Task to carry out:
Retype all of the lines below with no changes.

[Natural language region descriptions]

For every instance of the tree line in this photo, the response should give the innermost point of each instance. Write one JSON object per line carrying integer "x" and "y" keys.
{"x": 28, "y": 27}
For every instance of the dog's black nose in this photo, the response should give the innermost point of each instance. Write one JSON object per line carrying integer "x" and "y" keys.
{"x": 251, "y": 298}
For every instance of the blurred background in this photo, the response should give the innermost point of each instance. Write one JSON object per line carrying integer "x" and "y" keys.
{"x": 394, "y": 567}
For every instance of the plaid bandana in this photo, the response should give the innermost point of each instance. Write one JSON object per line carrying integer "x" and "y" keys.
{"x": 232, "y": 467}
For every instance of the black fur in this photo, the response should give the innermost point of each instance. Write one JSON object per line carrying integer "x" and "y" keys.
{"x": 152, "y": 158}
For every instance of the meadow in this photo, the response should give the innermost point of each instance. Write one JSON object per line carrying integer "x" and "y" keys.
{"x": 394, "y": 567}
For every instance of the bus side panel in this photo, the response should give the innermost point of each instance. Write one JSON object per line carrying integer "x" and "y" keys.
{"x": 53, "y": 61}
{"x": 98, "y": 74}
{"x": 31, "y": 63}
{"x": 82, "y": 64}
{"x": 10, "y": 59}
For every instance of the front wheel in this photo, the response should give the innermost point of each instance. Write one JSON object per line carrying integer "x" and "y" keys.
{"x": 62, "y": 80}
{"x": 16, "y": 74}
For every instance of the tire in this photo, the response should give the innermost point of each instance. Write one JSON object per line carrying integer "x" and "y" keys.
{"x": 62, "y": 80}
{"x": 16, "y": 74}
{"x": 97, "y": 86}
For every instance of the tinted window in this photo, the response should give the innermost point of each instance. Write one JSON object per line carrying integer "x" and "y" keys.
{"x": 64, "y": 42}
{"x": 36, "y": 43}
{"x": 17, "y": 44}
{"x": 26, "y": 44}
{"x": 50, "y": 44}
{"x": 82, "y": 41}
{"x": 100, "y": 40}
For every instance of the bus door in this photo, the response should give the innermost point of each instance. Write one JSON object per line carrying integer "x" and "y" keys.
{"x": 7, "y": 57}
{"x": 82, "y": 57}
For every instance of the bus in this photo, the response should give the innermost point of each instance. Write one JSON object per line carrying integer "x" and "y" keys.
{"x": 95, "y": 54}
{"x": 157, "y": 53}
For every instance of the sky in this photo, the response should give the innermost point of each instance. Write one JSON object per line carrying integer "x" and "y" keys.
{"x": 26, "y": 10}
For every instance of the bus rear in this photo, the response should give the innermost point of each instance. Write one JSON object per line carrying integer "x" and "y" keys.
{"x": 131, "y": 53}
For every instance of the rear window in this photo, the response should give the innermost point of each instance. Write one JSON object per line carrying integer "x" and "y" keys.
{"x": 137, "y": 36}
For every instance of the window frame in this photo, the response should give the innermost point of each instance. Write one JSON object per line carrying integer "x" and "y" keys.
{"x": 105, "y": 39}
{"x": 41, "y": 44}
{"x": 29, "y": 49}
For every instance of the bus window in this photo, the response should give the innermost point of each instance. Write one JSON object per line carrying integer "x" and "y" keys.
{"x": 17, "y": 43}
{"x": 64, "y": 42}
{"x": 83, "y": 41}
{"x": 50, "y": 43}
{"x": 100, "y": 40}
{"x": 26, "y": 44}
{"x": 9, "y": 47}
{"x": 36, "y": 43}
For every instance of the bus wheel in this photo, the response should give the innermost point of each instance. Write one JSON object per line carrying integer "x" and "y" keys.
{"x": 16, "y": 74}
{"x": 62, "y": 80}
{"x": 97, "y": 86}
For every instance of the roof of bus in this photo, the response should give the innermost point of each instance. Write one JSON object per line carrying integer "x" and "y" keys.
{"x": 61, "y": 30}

Your solution:
For every instance of the tree line in this photo, the response should give the innermost point of each instance. Write one JSON object per line carrying integer "x" and "y" keys.
{"x": 28, "y": 27}
For every instance of the dog's black nose in this photo, the response should give the innermost point of each instance. Write one JSON object per line carrying integer "x" and "y" keys.
{"x": 251, "y": 298}
For every instance of the blurred background in this photo, the response should give the innermost point of each instance. Write one JSON object per line carrying integer "x" and "y" keys.
{"x": 394, "y": 567}
For every instance of the plaid bandana in this photo, the response should give the innermost point of each instance. Write one JSON object per line carrying integer "x" and "y" keys.
{"x": 232, "y": 467}
For every instance of the black fur in this photo, the response should give the innermost point of each instance. Write one JSON object per line carrying integer "x" and "y" keys.
{"x": 152, "y": 158}
For every instance of the meadow in this photo, the response should give the innermost point of each instance. Write one JSON object per line carrying integer "x" and "y" keys.
{"x": 394, "y": 567}
For every instance of the bus side panel in this photo, the response should give the innermost point of each instance. Write one JSON object per line carrying integer "x" and "y" keys.
{"x": 53, "y": 61}
{"x": 98, "y": 74}
{"x": 31, "y": 63}
{"x": 82, "y": 64}
{"x": 10, "y": 59}
For every instance of the front wheel in this photo, the response should give the innermost point of each instance. Write one JSON object per line carrying integer "x" and "y" keys.
{"x": 62, "y": 80}
{"x": 16, "y": 74}
For every instance of the tire in this photo, the response should give the innermost point of each instance. Write one JSON object per line carrying integer "x" and "y" keys.
{"x": 62, "y": 80}
{"x": 16, "y": 74}
{"x": 97, "y": 86}
For every instance of the tinted window in this photo, the response should give the innermost point of each instance. Write one JSON object per line carrying integer "x" and "y" keys.
{"x": 64, "y": 42}
{"x": 36, "y": 43}
{"x": 17, "y": 44}
{"x": 26, "y": 44}
{"x": 50, "y": 44}
{"x": 82, "y": 41}
{"x": 100, "y": 40}
For every instance of the bus door in this photo, the response should give the innermost point of each instance. Write one JSON object per line carrying integer "x" and "y" keys.
{"x": 7, "y": 57}
{"x": 82, "y": 57}
For every instance of the bus in this photo, the response should give the innermost point of each instance. Write one JSON object per line carrying integer "x" and "y" keys.
{"x": 95, "y": 54}
{"x": 157, "y": 53}
For every instance of the sky in this photo, the response should give the innermost point of each instance. Write one JSON object per line carrying integer "x" and "y" keys.
{"x": 26, "y": 10}
For every instance of the bus rear in this photo, the response should give the innermost point of each instance. Write one JSON object per line carrying integer "x" and "y" keys.
{"x": 131, "y": 53}
For every instance of the rear window in this photo, the response should give the innermost point of each instance. Write one JSON object per line carrying integer "x" and "y" keys.
{"x": 137, "y": 36}
For every instance of the window frame in this photo, the response should give the innermost point of each instance. Write one JSON object per line carrying integer "x" and "y" keys.
{"x": 105, "y": 39}
{"x": 41, "y": 44}
{"x": 29, "y": 49}
For every instance of the bus window in this photo, the response should give the innermost point of each instance. Write one JSON object per line carrying integer "x" and "y" keys.
{"x": 17, "y": 43}
{"x": 64, "y": 42}
{"x": 83, "y": 41}
{"x": 50, "y": 43}
{"x": 100, "y": 40}
{"x": 26, "y": 44}
{"x": 9, "y": 47}
{"x": 36, "y": 43}
For every instance of the bus wheel in this photo, the response should give the innermost point of each instance. Write one JSON object per line carrying integer "x" and "y" keys.
{"x": 16, "y": 74}
{"x": 62, "y": 80}
{"x": 97, "y": 86}
For every instance of the roof of bus in this photo, the response should give the innermost point of each instance. Write one JSON object per line carrying integer "x" and "y" keys.
{"x": 61, "y": 30}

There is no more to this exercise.